*** Source material ***

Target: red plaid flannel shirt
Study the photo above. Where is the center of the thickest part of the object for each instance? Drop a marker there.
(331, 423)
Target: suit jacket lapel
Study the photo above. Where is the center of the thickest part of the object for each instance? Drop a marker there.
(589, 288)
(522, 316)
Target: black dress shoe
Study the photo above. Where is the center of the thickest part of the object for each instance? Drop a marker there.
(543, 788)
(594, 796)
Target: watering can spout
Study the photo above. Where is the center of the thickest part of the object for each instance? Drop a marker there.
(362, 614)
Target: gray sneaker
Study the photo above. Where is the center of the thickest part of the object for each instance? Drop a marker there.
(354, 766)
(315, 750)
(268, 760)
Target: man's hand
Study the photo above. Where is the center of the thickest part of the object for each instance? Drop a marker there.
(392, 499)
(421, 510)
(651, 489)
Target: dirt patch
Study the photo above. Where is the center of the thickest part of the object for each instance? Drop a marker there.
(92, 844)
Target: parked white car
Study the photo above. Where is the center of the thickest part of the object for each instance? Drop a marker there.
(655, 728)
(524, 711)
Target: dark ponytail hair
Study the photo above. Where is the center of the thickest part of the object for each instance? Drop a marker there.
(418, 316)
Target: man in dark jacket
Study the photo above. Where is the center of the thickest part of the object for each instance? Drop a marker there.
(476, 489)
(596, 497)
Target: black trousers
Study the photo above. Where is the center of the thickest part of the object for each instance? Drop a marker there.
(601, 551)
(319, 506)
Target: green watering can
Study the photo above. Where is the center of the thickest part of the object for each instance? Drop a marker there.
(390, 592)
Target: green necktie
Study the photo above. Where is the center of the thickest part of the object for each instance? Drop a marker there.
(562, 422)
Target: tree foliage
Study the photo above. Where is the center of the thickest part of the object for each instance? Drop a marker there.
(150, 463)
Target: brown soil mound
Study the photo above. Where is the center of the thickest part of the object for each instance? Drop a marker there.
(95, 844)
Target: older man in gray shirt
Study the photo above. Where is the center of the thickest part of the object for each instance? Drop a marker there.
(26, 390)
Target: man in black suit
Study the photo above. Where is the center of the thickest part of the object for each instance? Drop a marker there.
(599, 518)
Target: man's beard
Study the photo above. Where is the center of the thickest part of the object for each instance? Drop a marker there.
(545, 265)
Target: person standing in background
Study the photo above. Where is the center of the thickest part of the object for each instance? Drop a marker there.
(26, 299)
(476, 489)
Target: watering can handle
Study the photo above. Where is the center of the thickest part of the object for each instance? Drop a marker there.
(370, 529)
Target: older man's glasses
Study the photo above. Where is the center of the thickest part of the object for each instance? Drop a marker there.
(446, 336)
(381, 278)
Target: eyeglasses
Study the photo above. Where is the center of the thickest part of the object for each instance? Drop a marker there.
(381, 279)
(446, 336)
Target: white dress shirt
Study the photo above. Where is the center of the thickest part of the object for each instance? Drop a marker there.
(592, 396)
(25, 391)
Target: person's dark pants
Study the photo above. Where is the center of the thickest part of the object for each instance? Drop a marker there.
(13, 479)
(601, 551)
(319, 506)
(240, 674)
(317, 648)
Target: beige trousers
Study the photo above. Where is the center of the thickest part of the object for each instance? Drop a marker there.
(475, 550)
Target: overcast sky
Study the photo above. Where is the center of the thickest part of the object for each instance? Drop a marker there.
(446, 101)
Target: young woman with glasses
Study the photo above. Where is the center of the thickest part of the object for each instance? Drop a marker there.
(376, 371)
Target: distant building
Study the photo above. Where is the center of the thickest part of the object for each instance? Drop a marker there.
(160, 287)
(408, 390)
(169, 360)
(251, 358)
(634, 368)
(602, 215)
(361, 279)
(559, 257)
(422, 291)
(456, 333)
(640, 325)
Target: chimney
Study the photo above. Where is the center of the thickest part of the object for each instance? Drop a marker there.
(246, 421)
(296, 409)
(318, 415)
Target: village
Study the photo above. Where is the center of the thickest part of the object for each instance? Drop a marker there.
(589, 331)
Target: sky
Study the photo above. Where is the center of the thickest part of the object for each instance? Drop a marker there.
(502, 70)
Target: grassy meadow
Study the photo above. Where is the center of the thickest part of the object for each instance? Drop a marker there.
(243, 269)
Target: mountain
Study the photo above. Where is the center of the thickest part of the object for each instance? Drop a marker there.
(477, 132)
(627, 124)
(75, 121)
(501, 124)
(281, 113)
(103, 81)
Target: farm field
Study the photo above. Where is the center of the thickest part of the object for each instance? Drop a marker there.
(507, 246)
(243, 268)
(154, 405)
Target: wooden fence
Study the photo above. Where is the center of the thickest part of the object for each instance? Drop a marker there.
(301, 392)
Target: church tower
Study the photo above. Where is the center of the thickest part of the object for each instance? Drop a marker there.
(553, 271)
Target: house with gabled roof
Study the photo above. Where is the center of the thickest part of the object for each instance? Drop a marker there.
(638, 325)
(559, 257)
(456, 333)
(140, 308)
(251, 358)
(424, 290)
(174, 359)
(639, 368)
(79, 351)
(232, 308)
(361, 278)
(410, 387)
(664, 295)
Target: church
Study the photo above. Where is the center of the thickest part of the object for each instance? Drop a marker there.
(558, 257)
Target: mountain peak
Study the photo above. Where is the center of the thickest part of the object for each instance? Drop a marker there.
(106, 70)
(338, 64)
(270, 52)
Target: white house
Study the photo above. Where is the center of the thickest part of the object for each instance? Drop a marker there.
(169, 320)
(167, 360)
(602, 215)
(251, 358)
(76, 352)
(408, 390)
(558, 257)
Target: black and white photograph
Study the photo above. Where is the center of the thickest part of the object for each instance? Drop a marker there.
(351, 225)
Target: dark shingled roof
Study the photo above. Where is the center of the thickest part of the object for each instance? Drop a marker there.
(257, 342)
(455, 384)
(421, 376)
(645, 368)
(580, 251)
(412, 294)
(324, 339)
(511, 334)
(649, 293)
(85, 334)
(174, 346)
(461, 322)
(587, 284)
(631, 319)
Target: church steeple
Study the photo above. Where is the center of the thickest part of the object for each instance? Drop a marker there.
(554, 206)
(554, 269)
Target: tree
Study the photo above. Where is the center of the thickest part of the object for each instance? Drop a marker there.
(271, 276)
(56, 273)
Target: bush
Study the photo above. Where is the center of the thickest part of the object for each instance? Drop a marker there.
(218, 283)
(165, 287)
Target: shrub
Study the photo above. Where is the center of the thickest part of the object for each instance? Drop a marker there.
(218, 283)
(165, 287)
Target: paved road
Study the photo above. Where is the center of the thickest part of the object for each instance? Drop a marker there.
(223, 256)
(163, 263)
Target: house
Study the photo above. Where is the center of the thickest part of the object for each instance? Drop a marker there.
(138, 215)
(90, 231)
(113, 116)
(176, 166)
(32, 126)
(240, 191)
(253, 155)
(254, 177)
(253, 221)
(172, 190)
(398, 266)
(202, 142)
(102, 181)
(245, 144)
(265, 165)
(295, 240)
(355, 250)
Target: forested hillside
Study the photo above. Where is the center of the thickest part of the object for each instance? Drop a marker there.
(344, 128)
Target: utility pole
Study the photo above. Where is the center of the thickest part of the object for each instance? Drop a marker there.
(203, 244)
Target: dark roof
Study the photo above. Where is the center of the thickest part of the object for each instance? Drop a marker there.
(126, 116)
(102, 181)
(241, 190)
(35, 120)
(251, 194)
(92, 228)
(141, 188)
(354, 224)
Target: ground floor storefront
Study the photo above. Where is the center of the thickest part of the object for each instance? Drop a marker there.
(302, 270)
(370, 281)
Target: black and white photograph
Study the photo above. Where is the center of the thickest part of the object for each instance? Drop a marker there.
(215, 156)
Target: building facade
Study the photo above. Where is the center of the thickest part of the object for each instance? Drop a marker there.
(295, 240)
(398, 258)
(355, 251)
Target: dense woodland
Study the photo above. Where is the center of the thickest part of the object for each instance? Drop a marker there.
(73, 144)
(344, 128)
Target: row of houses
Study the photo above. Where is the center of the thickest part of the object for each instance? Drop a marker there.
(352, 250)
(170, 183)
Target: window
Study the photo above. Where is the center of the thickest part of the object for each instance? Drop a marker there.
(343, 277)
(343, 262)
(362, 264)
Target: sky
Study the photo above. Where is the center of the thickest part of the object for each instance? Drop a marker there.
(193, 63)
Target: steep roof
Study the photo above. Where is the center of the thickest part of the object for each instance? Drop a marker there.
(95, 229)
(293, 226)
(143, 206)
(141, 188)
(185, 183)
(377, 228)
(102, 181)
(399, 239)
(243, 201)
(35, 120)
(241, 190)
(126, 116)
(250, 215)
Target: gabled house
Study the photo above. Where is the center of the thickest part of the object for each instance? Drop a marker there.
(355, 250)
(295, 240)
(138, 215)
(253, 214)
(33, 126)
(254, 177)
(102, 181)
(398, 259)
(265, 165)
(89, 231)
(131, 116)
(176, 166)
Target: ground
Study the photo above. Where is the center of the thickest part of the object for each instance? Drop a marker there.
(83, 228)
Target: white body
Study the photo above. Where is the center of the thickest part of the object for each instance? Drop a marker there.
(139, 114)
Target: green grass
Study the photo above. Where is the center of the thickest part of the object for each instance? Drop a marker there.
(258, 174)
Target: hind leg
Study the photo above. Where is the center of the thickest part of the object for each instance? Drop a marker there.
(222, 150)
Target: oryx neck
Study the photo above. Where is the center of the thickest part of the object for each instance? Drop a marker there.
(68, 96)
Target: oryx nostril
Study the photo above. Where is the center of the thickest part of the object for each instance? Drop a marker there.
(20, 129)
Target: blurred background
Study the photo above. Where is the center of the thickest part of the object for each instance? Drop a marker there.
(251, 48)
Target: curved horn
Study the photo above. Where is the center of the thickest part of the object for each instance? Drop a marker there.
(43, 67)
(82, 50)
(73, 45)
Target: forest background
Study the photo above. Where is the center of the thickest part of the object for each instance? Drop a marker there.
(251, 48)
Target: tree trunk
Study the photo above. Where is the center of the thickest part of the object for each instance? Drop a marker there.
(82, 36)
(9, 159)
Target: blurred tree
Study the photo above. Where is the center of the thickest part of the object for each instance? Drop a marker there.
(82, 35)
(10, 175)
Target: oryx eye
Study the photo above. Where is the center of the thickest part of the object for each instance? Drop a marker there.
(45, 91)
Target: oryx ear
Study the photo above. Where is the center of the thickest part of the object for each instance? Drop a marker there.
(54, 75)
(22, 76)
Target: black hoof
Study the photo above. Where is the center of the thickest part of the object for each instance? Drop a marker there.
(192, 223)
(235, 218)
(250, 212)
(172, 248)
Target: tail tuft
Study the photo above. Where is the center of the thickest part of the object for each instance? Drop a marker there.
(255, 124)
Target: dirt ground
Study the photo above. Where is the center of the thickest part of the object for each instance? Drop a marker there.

***

■ **What to work on**:
In the entries above, find the line with "Target: man's beard" and the line with "Target: older man's glasses", then set down exactly those two and every line between them, nothing else.

■ **Exercise result**:
Target: man's beard
Study the photo above. Where is the center of the thickest part of the object for each instance? Drop a marker there.
(545, 265)
Target: person standing in background
Study the photo above. Where is the center of the thickest part of the object for each instance? Drop a marker there.
(26, 299)
(476, 489)
Target: watering can handle
Study the photo above. Where is the center of the thickest part of the object for each instance? Drop a marker there.
(370, 529)
Target: older man's glasses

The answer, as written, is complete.